-- START OF MATERIAL PROVIDED --

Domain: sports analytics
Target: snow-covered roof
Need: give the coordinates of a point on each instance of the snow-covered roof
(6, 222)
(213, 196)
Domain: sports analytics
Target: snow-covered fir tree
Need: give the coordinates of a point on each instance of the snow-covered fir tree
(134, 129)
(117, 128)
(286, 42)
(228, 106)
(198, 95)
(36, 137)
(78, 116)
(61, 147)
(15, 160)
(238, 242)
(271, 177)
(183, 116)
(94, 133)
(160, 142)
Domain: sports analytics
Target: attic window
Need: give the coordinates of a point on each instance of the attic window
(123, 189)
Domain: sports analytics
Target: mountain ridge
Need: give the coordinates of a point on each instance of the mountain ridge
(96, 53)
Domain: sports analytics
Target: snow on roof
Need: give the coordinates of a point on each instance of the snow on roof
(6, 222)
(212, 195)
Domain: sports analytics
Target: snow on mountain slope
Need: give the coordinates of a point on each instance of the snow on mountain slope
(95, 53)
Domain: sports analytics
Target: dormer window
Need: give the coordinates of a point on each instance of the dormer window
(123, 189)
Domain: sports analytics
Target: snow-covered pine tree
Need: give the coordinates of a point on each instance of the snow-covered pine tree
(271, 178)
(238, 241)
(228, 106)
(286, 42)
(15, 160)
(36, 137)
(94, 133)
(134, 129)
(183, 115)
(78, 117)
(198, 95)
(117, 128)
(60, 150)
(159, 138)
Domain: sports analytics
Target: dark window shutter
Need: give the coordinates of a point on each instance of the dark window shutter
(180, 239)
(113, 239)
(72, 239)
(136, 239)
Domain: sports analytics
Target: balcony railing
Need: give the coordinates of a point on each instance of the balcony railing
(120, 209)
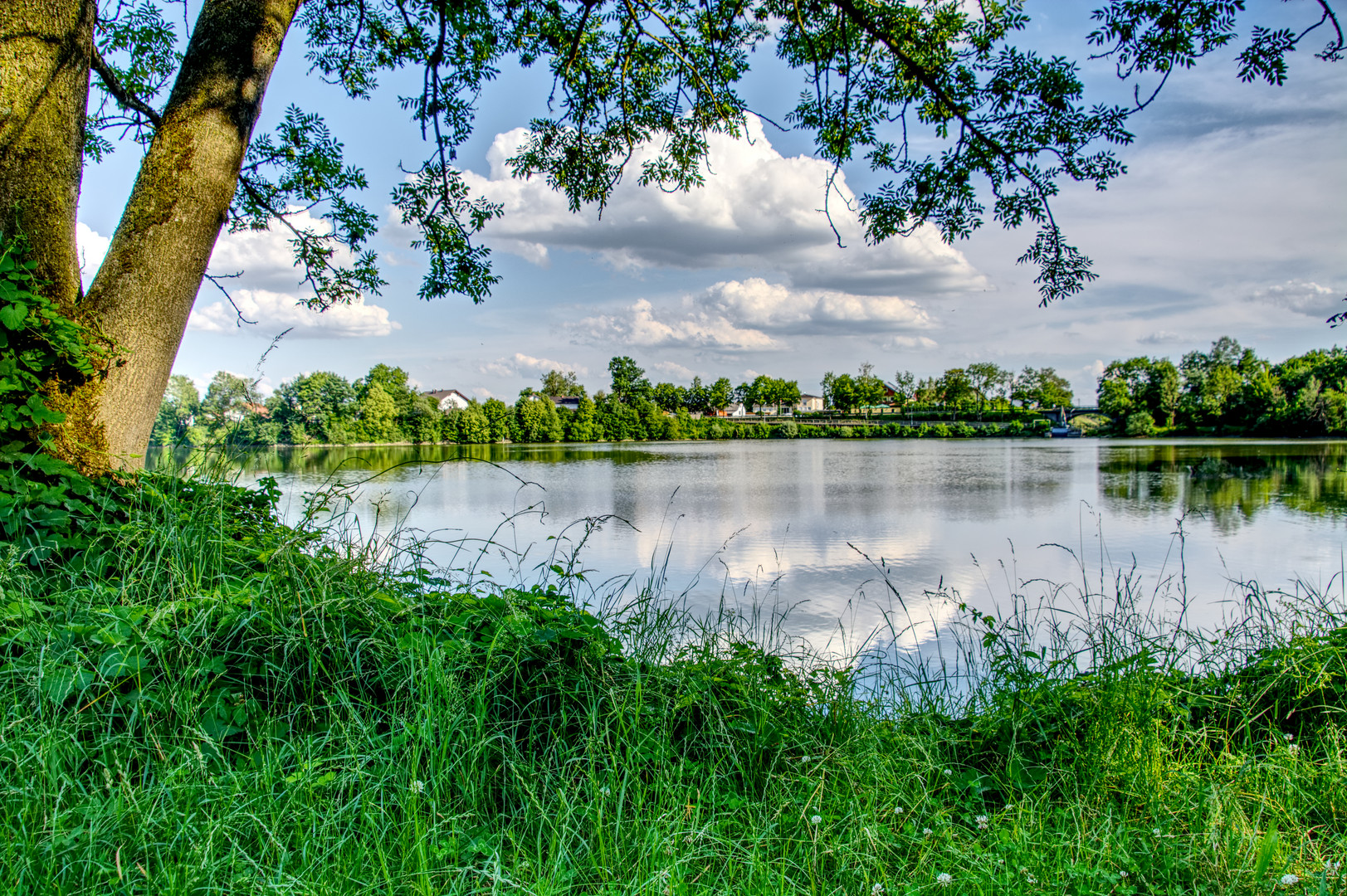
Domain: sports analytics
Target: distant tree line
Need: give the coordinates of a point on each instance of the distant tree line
(382, 407)
(973, 387)
(1228, 391)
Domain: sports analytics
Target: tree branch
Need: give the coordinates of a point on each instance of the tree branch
(124, 97)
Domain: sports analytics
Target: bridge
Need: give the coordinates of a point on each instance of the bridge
(1061, 416)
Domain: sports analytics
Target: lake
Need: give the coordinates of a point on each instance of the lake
(842, 530)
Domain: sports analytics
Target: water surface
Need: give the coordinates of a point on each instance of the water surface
(834, 528)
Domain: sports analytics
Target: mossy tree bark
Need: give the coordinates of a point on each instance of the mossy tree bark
(45, 53)
(149, 280)
(158, 256)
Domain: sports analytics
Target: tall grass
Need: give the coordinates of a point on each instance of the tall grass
(228, 705)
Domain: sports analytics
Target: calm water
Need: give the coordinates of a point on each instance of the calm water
(827, 526)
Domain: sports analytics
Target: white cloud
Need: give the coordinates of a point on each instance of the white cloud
(772, 306)
(92, 247)
(757, 211)
(1301, 297)
(640, 325)
(749, 315)
(899, 343)
(276, 311)
(268, 290)
(674, 369)
(525, 364)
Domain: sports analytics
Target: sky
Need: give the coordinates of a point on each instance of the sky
(1230, 222)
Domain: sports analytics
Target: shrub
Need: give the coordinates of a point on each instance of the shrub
(1141, 423)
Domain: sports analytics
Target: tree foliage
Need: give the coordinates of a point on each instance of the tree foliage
(1011, 124)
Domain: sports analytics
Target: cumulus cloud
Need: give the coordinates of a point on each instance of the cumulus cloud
(1303, 297)
(525, 364)
(757, 211)
(276, 311)
(774, 306)
(268, 291)
(642, 325)
(900, 343)
(92, 247)
(674, 369)
(750, 315)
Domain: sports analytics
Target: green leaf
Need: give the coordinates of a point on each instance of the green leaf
(1266, 852)
(12, 315)
(121, 662)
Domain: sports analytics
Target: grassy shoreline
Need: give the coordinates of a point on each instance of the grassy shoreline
(210, 702)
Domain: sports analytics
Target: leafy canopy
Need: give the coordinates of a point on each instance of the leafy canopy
(880, 80)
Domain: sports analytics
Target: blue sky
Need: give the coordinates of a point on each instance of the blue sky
(1230, 222)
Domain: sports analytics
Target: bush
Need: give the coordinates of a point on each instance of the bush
(1141, 423)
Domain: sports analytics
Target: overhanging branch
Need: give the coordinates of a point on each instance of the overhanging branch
(124, 97)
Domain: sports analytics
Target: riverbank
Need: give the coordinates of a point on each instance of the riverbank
(203, 699)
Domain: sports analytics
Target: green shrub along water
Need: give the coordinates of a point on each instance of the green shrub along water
(201, 699)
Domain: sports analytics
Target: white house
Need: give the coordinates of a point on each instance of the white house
(449, 399)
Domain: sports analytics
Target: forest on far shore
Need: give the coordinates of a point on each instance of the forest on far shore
(1223, 391)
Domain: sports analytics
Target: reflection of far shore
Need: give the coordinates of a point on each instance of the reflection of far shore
(1230, 483)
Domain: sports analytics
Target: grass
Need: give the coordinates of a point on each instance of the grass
(220, 704)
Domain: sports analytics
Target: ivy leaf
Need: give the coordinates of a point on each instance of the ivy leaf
(12, 315)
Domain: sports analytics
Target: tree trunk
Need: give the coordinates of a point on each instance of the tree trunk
(46, 47)
(158, 256)
(45, 53)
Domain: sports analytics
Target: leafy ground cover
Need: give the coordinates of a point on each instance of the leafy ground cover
(200, 699)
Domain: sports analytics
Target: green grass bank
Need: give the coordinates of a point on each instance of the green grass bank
(200, 699)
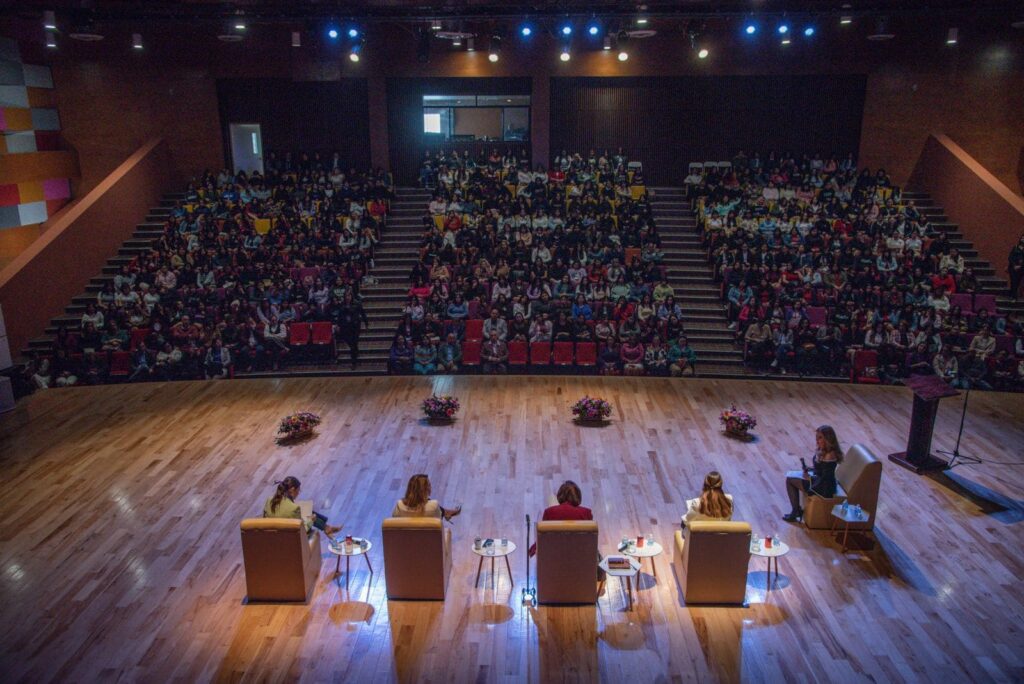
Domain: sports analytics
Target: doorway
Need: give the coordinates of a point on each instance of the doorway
(247, 147)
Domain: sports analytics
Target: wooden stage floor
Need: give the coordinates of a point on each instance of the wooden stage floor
(121, 555)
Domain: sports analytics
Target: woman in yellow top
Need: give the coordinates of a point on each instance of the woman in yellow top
(282, 505)
(417, 502)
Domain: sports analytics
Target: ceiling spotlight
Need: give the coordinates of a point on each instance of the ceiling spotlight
(882, 31)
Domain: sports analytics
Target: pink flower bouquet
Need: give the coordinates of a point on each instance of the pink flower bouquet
(592, 409)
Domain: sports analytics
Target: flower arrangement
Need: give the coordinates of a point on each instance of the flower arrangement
(297, 425)
(736, 421)
(440, 408)
(592, 409)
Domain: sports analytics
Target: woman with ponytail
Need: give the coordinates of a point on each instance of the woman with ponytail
(713, 504)
(282, 505)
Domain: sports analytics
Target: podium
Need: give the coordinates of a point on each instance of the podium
(928, 391)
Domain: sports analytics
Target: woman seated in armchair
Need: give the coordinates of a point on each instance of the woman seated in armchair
(713, 504)
(819, 479)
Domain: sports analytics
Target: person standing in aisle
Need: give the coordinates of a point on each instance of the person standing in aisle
(348, 317)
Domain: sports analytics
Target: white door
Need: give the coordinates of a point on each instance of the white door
(247, 147)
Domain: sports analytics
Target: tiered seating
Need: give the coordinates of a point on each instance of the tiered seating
(565, 262)
(270, 265)
(845, 271)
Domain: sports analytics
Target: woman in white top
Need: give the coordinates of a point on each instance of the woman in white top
(418, 504)
(713, 504)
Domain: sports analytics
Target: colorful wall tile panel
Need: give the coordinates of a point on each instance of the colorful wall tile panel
(29, 123)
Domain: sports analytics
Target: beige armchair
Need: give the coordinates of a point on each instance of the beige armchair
(566, 561)
(282, 561)
(858, 478)
(711, 558)
(417, 558)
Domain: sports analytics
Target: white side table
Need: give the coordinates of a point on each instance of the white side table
(495, 550)
(777, 549)
(648, 550)
(338, 548)
(629, 573)
(850, 515)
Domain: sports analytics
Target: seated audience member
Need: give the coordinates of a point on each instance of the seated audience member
(282, 505)
(418, 504)
(495, 353)
(449, 354)
(713, 504)
(819, 479)
(400, 358)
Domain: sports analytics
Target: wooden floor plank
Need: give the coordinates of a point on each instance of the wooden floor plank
(121, 557)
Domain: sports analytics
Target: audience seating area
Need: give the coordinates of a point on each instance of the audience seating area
(823, 266)
(540, 269)
(250, 271)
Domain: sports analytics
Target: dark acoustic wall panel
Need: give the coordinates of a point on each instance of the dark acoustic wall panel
(300, 116)
(404, 105)
(667, 122)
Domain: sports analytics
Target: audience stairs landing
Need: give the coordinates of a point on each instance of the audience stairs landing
(705, 322)
(383, 300)
(989, 282)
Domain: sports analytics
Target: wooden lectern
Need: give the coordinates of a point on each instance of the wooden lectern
(928, 390)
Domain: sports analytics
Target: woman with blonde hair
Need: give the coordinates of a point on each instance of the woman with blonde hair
(418, 504)
(713, 504)
(819, 479)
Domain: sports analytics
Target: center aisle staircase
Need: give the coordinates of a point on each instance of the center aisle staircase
(704, 316)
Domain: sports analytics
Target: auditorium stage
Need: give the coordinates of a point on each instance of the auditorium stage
(121, 555)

-- END OF MATERIAL PROVIDED --

* [INSTRUCTION]
How many lines in the rows above include the word "wall"? Reply with the number only.

* [TASK OUTPUT]
4